- **WHAT TO DO**
Every line below from the one containing "For each <instance>" through the one containing "positive clicks: (38, 26)" must be transcribed exactly. Omit all lines outside that stretch.

━━ LISTED RECORDS

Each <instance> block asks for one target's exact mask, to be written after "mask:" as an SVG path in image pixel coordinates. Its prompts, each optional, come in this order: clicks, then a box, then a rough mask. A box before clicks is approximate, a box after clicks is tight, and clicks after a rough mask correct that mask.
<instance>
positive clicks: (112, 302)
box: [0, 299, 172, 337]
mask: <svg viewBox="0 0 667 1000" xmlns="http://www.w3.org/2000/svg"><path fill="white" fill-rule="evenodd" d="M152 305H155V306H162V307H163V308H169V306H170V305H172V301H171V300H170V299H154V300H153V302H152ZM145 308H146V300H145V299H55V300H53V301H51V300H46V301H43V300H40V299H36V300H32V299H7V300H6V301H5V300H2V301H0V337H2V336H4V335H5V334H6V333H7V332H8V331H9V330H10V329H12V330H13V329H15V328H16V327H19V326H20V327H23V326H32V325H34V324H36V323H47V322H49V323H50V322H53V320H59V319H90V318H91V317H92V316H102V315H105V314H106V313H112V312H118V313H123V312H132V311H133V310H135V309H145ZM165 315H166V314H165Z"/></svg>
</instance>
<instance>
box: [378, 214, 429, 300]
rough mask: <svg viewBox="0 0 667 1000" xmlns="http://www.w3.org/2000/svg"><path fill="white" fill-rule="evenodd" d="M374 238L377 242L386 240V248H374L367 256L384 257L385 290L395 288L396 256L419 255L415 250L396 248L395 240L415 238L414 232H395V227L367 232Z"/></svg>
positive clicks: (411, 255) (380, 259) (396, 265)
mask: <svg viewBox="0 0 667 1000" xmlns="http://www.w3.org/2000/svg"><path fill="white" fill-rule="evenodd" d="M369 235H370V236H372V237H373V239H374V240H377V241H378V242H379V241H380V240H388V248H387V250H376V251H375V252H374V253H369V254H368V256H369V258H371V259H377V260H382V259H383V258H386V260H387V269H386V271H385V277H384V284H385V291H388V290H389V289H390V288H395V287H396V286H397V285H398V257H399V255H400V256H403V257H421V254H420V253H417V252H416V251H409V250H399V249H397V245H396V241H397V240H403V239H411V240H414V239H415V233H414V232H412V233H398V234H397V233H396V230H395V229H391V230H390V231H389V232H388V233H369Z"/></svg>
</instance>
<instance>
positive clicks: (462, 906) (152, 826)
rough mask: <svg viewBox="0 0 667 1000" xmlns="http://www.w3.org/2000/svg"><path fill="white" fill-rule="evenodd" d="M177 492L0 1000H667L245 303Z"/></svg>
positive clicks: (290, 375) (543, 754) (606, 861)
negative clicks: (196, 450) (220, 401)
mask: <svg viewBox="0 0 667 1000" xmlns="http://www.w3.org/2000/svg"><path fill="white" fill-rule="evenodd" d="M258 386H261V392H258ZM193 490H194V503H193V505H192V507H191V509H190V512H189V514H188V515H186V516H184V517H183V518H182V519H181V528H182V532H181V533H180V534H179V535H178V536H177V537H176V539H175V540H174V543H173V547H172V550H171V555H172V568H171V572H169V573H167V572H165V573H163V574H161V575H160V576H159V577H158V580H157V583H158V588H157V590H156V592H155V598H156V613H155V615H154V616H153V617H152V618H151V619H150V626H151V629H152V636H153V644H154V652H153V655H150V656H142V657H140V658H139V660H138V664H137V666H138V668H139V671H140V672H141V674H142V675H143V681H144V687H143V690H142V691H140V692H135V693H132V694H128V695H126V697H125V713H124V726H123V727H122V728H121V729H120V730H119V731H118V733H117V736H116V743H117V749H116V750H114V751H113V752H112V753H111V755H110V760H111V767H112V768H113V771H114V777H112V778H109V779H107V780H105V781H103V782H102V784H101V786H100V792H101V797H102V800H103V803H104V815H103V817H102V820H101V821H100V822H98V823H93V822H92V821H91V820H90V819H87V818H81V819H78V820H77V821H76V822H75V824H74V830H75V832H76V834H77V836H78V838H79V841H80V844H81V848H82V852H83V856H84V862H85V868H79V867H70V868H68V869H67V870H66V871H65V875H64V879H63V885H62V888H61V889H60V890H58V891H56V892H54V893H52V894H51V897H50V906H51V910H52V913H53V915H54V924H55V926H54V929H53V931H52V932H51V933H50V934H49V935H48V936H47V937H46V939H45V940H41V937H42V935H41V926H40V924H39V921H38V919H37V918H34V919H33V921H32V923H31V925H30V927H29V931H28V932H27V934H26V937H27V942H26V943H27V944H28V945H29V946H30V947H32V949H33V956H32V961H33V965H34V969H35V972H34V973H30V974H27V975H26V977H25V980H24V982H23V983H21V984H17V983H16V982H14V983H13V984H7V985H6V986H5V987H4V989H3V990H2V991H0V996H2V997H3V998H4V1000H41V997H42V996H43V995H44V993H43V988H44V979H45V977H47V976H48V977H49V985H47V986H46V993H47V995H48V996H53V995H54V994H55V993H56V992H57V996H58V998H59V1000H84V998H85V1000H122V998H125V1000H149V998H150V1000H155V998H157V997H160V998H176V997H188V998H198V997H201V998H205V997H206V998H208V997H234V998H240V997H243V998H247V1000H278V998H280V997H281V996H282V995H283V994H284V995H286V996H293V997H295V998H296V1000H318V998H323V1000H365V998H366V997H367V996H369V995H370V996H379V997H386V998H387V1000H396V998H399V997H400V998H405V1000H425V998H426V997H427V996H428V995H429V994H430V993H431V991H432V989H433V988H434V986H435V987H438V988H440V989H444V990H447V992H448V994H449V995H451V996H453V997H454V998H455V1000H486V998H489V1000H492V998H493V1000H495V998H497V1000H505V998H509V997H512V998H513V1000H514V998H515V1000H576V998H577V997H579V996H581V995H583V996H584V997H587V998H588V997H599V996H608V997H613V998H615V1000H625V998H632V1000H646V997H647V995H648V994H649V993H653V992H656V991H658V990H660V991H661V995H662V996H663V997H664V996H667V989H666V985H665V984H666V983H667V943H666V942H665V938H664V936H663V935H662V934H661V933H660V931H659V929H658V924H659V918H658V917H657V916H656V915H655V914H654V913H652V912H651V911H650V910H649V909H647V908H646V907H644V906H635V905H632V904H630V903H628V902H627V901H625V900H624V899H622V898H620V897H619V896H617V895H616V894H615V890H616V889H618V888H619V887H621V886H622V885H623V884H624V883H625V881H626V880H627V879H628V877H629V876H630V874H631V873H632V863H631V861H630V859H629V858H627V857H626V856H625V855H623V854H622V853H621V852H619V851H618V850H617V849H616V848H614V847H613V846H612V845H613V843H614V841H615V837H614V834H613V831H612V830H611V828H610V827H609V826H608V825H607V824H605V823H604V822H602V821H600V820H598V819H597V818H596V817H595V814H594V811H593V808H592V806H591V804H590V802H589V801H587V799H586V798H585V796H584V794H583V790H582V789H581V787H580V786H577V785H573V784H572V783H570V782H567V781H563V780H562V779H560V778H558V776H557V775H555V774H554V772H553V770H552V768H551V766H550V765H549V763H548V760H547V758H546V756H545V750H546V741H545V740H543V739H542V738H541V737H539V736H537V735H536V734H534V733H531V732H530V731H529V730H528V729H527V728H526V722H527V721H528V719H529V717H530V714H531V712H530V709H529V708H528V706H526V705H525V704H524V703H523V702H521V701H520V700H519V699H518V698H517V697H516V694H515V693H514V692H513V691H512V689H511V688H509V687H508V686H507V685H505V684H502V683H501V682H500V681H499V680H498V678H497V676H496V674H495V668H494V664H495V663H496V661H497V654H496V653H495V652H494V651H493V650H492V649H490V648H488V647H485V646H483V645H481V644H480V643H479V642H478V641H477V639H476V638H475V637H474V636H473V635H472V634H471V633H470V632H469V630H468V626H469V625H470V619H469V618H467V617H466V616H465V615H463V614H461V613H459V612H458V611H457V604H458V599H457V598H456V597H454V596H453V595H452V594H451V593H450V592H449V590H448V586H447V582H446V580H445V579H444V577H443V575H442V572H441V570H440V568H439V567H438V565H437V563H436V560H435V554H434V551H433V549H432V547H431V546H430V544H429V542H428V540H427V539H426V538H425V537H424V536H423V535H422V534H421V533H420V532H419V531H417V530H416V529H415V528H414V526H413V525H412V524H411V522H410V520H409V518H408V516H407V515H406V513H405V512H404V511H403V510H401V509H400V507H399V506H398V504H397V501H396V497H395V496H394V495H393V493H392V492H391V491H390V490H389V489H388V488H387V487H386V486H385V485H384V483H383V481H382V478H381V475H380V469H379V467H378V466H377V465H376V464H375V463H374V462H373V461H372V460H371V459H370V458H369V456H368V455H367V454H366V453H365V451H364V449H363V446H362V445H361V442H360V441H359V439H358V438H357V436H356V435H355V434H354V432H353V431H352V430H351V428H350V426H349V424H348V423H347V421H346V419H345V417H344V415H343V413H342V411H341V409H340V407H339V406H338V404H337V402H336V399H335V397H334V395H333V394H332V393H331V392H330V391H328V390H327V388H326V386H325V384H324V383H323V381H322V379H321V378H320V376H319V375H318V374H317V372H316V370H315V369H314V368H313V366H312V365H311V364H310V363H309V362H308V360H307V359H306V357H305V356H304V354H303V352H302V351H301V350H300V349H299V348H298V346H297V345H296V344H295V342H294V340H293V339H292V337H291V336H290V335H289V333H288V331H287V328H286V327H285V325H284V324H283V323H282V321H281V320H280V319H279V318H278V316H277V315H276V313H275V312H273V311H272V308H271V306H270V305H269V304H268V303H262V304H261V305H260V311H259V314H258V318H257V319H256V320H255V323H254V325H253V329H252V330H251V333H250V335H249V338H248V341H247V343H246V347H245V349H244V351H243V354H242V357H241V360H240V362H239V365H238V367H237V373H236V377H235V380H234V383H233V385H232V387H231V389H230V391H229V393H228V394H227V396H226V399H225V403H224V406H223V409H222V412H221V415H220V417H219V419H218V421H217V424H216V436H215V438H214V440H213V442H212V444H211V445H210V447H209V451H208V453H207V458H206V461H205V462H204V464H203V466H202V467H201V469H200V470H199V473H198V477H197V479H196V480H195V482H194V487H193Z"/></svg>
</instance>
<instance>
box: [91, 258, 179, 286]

━━━━
━━ LISTED RECORDS

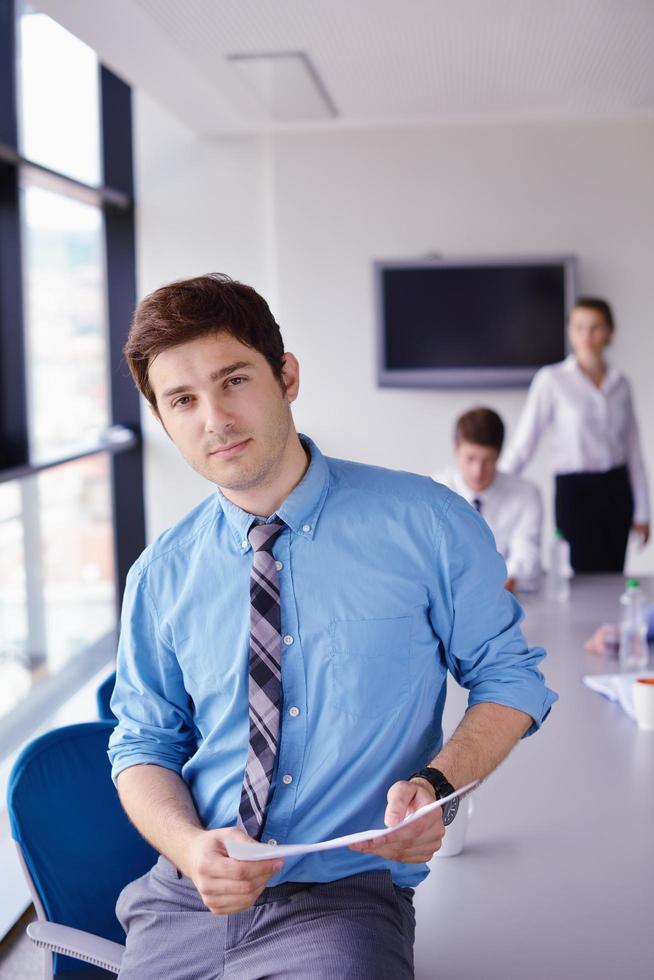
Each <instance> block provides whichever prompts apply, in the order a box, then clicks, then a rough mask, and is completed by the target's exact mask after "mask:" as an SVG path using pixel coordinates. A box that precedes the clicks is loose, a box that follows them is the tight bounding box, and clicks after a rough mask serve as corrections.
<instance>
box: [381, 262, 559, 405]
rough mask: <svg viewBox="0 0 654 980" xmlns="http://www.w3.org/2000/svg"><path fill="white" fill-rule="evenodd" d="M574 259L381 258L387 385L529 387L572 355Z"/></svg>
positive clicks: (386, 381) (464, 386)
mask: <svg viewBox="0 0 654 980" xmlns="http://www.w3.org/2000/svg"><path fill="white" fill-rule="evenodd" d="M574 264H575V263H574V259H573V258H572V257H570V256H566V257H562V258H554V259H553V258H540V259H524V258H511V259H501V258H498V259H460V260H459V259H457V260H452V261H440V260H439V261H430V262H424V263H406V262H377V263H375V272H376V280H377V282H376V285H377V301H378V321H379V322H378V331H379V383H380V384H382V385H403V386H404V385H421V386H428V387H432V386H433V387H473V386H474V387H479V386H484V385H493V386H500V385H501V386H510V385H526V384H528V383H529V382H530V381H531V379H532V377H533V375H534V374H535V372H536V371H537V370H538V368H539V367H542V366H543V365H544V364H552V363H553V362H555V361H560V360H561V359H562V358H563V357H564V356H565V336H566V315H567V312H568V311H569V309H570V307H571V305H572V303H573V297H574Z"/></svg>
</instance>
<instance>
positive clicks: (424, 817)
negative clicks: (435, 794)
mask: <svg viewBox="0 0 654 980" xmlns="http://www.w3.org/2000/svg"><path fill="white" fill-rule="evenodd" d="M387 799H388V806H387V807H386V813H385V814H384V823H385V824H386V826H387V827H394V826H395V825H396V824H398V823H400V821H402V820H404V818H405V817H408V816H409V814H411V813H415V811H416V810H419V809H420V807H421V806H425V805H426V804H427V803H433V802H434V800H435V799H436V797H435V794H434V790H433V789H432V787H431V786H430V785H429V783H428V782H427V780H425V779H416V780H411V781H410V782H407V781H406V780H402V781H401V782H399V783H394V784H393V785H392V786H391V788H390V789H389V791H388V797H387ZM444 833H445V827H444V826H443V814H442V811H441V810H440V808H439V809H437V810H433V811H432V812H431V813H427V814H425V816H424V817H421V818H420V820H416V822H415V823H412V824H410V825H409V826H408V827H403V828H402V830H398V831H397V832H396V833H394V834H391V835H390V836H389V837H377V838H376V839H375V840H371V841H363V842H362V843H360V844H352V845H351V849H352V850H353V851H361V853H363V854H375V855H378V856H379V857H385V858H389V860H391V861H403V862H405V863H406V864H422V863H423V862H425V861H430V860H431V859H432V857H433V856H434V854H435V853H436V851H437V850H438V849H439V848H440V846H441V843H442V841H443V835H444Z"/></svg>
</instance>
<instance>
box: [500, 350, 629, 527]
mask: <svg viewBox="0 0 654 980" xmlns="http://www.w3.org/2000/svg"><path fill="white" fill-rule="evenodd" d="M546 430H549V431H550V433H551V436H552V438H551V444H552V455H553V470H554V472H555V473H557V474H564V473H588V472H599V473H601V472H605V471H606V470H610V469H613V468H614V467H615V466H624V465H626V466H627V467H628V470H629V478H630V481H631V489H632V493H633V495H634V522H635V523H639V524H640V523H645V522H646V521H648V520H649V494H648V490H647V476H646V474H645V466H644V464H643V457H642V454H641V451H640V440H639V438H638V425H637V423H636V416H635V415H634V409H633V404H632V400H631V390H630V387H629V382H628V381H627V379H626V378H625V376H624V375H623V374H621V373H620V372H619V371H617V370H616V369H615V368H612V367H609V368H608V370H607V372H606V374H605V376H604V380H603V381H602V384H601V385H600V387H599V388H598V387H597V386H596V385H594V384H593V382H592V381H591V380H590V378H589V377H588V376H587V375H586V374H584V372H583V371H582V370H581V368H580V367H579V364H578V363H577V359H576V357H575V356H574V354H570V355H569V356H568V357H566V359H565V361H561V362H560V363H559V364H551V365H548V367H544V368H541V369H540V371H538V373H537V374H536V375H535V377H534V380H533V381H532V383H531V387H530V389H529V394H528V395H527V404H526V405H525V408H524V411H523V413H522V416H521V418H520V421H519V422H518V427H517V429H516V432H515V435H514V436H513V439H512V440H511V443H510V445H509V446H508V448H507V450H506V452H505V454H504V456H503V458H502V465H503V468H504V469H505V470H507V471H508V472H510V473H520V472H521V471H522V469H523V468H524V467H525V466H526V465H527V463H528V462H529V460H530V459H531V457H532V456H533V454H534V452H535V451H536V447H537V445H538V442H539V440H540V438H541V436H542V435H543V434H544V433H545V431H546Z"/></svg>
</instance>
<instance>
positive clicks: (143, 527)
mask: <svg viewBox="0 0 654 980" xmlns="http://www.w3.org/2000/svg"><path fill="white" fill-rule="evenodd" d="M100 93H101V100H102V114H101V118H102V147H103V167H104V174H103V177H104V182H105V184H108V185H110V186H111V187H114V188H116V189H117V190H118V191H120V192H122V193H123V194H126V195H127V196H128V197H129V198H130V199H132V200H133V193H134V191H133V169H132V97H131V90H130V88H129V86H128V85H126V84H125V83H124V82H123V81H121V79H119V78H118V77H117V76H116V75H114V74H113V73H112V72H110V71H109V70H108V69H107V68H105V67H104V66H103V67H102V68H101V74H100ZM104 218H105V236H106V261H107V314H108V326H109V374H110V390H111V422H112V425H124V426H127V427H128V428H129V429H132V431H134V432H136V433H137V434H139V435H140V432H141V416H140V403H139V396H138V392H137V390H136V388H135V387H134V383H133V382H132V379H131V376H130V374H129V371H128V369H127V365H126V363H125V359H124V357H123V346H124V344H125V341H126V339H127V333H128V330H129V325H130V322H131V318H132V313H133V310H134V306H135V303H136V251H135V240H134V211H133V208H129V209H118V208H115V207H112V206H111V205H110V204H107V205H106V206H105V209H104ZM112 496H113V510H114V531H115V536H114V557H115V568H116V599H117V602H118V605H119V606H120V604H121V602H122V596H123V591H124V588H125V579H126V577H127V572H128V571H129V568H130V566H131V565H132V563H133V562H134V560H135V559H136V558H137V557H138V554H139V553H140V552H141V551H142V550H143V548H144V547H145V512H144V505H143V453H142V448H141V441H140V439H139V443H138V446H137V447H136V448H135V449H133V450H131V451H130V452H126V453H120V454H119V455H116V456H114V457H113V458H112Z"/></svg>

━━━━
━━ LISTED RECORDS

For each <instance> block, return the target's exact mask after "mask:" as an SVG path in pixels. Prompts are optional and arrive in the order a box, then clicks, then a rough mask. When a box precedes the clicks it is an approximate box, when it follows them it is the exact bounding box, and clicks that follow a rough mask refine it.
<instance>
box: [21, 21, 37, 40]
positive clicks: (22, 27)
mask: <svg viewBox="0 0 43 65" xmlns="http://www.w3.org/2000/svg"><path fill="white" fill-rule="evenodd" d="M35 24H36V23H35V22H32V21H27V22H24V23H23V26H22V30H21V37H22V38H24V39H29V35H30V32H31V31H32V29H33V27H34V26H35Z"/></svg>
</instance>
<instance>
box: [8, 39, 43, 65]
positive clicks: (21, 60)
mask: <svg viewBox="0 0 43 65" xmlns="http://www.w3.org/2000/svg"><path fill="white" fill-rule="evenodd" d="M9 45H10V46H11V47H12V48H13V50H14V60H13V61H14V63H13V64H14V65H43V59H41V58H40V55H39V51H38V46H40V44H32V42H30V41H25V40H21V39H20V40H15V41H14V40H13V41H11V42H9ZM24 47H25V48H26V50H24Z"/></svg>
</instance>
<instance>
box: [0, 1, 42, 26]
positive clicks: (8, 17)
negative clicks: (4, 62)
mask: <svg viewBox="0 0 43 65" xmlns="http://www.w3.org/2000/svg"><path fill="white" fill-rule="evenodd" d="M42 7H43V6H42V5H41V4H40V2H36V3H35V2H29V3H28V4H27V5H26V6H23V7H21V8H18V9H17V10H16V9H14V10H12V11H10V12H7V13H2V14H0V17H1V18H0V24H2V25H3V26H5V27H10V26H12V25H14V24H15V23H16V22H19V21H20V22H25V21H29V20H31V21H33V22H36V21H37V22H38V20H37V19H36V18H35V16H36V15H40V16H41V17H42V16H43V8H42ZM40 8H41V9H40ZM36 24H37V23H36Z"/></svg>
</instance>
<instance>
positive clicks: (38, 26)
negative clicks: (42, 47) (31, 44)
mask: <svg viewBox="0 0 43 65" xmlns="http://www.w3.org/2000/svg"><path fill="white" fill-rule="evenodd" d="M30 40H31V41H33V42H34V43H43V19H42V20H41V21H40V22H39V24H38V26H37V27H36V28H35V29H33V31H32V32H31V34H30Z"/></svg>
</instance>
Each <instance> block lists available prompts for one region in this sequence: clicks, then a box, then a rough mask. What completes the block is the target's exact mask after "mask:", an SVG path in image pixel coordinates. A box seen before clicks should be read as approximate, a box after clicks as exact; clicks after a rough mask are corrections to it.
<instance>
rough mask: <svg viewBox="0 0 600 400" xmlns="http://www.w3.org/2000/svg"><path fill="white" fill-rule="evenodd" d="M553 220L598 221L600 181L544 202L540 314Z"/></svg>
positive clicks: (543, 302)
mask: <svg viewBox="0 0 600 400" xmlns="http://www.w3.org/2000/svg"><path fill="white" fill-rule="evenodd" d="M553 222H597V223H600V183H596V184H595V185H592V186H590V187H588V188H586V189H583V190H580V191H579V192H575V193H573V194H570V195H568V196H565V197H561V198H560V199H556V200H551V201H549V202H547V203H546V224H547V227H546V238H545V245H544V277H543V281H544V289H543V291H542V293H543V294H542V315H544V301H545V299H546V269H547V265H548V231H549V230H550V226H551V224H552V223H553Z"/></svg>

━━━━

- **TASK SOLUTION**
For each <instance> block, return the target's exact mask after "mask:" as an SVG path in pixels. Prompts are optional and arrive in the order a box, then clicks, then a rough mask. When a box precedes the clicks it is an approximate box, when it follows them it is the exact bounding box, and clicks that follow a rough mask refine it.
<instance>
box: [21, 21, 37, 40]
positive clicks: (22, 27)
mask: <svg viewBox="0 0 43 65" xmlns="http://www.w3.org/2000/svg"><path fill="white" fill-rule="evenodd" d="M35 24H36V23H35V22H32V21H27V22H24V23H23V26H22V30H21V37H22V38H24V39H29V35H30V32H31V31H32V29H33V27H34V26H35Z"/></svg>
</instance>
<instance>
box: [8, 39, 43, 65]
positive clicks: (21, 60)
mask: <svg viewBox="0 0 43 65" xmlns="http://www.w3.org/2000/svg"><path fill="white" fill-rule="evenodd" d="M9 45H10V46H11V47H12V48H13V50H14V60H13V61H14V63H13V64H14V65H43V59H41V58H40V55H39V51H38V46H40V44H32V42H30V41H25V40H21V39H20V40H15V41H14V40H13V41H11V42H9ZM24 47H25V48H26V50H24Z"/></svg>
</instance>
<instance>
box: [0, 1, 42, 26]
positive clicks: (8, 17)
negative clicks: (4, 62)
mask: <svg viewBox="0 0 43 65" xmlns="http://www.w3.org/2000/svg"><path fill="white" fill-rule="evenodd" d="M42 7H43V6H42V5H41V4H40V2H36V3H35V2H29V3H28V4H27V5H26V6H23V7H21V8H18V9H17V10H16V9H14V10H12V11H10V12H7V13H2V14H0V17H1V18H0V24H2V25H3V26H5V27H10V26H12V25H14V24H15V23H16V22H19V21H20V22H25V21H29V20H31V21H33V22H36V21H37V22H38V20H37V19H36V18H35V16H36V15H40V16H41V17H42V16H43V8H42ZM40 8H41V9H40ZM36 24H37V23H36Z"/></svg>
</instance>
<instance>
positive clicks: (38, 26)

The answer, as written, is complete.